WHAT IS REQUIRED: Format the rows below as a numbered list, leaving out any blank lines.

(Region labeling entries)
• • • • •

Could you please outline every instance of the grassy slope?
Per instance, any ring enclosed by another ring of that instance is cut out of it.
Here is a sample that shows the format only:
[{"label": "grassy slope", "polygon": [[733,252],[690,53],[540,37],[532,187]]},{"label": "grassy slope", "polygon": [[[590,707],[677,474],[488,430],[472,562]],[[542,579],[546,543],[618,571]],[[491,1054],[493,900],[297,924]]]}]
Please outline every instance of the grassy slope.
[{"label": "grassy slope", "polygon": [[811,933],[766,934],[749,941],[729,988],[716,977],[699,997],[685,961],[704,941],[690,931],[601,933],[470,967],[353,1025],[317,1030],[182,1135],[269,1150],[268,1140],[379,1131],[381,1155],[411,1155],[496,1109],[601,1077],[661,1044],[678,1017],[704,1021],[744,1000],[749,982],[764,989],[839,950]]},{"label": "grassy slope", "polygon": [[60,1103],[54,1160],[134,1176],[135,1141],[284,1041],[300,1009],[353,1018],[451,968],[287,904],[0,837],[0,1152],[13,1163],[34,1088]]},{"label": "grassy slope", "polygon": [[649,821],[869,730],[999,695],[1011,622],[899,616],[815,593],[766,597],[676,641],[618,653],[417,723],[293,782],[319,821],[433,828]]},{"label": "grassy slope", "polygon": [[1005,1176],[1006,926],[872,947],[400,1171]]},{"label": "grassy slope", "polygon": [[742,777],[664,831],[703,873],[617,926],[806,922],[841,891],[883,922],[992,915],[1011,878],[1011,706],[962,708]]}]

• • • • •

CORRECT ANSWER:
1. Could you please outline every instance of the grassy slope?
2. Per instance, any ring enclosed by another ring of that instance is cut out of it.
3. Here is a sample that shows the format only:
4. [{"label": "grassy slope", "polygon": [[733,252],[690,53],[540,37],[532,187]]},{"label": "grassy slope", "polygon": [[[590,707],[677,474],[488,430],[472,562]],[[542,579],[546,543],[618,571]],[[491,1054],[493,900],[297,924]]]}]
5. Please outline every instance of the grassy slope.
6. [{"label": "grassy slope", "polygon": [[811,933],[766,934],[749,941],[729,988],[716,977],[699,997],[685,961],[704,941],[690,931],[601,933],[470,967],[353,1025],[317,1030],[182,1135],[269,1150],[268,1140],[379,1131],[381,1155],[411,1155],[496,1109],[601,1077],[661,1044],[678,1017],[704,1021],[744,1000],[749,982],[764,989],[839,950]]},{"label": "grassy slope", "polygon": [[60,1103],[54,1160],[134,1176],[135,1141],[284,1041],[300,1009],[353,1018],[451,968],[287,904],[0,837],[0,1152],[13,1163],[34,1088]]},{"label": "grassy slope", "polygon": [[649,821],[869,730],[999,695],[1011,622],[899,616],[815,593],[766,597],[676,641],[618,653],[417,723],[293,782],[319,821],[433,828]]},{"label": "grassy slope", "polygon": [[1005,1176],[1006,926],[872,947],[400,1171]]},{"label": "grassy slope", "polygon": [[742,777],[664,831],[703,873],[617,926],[806,922],[841,891],[883,922],[992,915],[1011,878],[1011,706],[962,708]]}]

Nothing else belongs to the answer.